Select each line in the data below that contains the word "orange" and copy those lines out.

Entries from a set of point annotations:
§ §

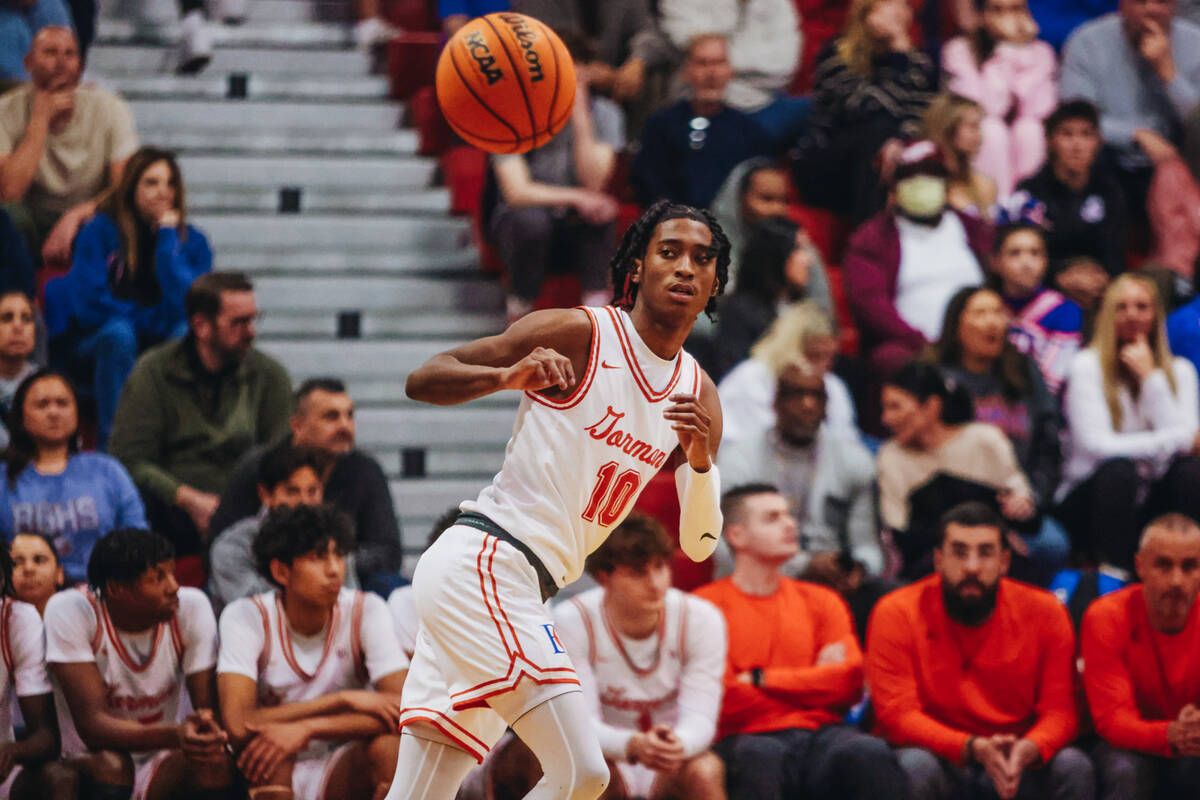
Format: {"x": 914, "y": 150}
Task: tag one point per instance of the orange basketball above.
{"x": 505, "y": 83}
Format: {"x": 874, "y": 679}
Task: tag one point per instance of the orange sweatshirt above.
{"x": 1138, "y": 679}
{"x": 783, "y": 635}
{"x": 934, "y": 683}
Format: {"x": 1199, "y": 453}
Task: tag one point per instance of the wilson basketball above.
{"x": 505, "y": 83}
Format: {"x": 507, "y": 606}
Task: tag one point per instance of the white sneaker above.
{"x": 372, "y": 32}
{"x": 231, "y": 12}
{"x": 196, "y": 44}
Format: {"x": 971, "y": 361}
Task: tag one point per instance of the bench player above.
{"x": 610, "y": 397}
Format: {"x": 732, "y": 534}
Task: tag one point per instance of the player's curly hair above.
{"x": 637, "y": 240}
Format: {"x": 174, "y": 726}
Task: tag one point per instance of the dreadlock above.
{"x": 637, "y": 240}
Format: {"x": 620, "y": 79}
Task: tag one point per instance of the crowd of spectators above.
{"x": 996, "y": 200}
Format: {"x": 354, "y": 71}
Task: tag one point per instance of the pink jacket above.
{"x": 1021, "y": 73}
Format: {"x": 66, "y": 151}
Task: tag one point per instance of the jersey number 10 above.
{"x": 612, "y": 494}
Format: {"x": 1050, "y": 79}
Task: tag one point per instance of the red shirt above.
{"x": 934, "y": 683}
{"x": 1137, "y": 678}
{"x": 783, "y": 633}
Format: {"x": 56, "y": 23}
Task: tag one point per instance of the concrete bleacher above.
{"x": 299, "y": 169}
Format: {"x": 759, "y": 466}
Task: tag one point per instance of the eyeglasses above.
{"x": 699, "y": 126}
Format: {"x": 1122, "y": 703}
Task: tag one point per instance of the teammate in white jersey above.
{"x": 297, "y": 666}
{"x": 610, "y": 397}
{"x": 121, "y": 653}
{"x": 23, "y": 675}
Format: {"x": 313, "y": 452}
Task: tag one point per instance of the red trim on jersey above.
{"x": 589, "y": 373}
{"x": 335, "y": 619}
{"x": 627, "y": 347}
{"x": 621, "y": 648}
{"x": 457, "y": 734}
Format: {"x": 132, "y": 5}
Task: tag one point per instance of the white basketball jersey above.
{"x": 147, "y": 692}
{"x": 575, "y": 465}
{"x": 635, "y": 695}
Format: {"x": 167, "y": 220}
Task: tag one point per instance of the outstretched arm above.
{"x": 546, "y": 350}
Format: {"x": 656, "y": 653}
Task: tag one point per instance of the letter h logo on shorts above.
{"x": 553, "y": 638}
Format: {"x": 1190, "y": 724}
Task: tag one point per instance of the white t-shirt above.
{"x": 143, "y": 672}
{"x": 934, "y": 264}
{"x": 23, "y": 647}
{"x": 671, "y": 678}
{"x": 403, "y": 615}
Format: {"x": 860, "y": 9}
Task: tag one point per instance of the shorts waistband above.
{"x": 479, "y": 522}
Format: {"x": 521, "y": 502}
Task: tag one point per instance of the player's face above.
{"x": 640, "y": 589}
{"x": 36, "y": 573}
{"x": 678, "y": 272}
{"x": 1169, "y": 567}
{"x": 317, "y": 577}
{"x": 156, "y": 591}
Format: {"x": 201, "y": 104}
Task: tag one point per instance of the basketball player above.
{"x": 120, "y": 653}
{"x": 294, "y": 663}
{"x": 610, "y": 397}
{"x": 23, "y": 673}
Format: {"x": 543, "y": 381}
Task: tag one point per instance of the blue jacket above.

§ §

**FINAL RESULT**.
Task: tag one point per instance of the orange basketball above.
Task: tag one point per instance of the orange sweatshirt above.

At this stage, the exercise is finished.